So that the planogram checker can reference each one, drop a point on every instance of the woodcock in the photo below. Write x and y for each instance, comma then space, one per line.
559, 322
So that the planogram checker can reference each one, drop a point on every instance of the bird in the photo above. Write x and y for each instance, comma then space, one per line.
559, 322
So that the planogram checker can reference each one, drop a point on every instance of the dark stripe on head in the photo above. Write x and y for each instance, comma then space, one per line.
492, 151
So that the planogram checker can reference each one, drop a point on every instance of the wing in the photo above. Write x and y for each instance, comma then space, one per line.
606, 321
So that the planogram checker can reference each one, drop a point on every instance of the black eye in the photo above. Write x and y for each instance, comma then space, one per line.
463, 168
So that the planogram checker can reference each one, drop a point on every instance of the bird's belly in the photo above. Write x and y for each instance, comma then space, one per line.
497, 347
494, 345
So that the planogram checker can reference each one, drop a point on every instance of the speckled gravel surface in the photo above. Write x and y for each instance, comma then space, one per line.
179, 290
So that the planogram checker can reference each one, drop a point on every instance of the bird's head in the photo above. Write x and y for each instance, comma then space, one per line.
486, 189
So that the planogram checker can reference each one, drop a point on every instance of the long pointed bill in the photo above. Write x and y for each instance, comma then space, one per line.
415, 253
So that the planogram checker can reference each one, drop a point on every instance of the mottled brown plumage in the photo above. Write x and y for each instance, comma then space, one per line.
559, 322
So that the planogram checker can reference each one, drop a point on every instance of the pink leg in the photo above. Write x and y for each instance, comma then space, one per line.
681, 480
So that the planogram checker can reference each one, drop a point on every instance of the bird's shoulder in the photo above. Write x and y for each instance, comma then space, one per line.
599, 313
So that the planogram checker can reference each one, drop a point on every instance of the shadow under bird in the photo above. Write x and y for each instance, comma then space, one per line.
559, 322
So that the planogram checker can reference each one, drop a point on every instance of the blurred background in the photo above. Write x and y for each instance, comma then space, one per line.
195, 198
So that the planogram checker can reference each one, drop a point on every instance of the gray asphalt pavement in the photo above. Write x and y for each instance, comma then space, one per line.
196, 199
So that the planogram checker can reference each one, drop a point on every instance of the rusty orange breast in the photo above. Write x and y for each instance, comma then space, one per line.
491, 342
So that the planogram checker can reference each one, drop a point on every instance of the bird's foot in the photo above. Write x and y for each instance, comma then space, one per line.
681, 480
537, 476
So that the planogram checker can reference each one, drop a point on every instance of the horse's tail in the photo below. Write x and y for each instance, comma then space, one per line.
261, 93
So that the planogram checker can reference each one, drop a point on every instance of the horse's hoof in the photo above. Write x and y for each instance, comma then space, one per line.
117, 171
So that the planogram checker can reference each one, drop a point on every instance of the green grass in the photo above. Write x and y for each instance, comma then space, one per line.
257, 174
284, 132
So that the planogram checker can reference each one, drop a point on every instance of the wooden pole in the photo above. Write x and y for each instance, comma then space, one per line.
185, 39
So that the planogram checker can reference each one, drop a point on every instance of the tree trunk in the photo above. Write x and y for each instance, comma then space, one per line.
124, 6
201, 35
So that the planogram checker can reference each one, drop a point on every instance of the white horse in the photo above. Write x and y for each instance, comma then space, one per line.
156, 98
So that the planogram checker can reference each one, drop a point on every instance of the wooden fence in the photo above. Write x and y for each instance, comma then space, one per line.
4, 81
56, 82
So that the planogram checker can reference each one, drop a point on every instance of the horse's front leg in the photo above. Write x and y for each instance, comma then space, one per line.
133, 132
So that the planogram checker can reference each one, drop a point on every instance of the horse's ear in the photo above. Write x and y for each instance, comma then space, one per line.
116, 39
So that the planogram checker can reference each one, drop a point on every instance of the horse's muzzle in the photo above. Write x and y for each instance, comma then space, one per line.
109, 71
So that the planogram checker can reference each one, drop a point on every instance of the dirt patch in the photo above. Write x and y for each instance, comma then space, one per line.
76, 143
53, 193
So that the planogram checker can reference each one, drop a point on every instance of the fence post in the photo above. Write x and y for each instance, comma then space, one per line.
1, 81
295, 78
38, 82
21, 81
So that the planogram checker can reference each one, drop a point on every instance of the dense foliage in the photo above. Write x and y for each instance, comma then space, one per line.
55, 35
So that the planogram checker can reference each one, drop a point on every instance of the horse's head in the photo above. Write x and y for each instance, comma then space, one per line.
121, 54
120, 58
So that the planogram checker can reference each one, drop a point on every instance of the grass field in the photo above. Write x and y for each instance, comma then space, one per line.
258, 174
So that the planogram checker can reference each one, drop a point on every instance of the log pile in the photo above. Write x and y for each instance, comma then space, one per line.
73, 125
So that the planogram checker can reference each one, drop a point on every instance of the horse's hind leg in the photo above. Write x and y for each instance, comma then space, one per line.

▸ **WHAT YOU HAVE TO DO**
Give the lines from the one containing "the log pile" through the last line of the material above as a numbered list, leaving out any blank lines.

▸ **SOLVED PROBLEM**
1. So that the planogram checker can reference each one, drop a point on every instance of the log pile in the photo above. Write x and y for each instance, comma then space, one per line.
2. 73, 125
3. So that the planogram checker can reference each one, drop a point on every instance of the horse's hind leg in the photo above. Write x and y for each instance, comma then space, one per line.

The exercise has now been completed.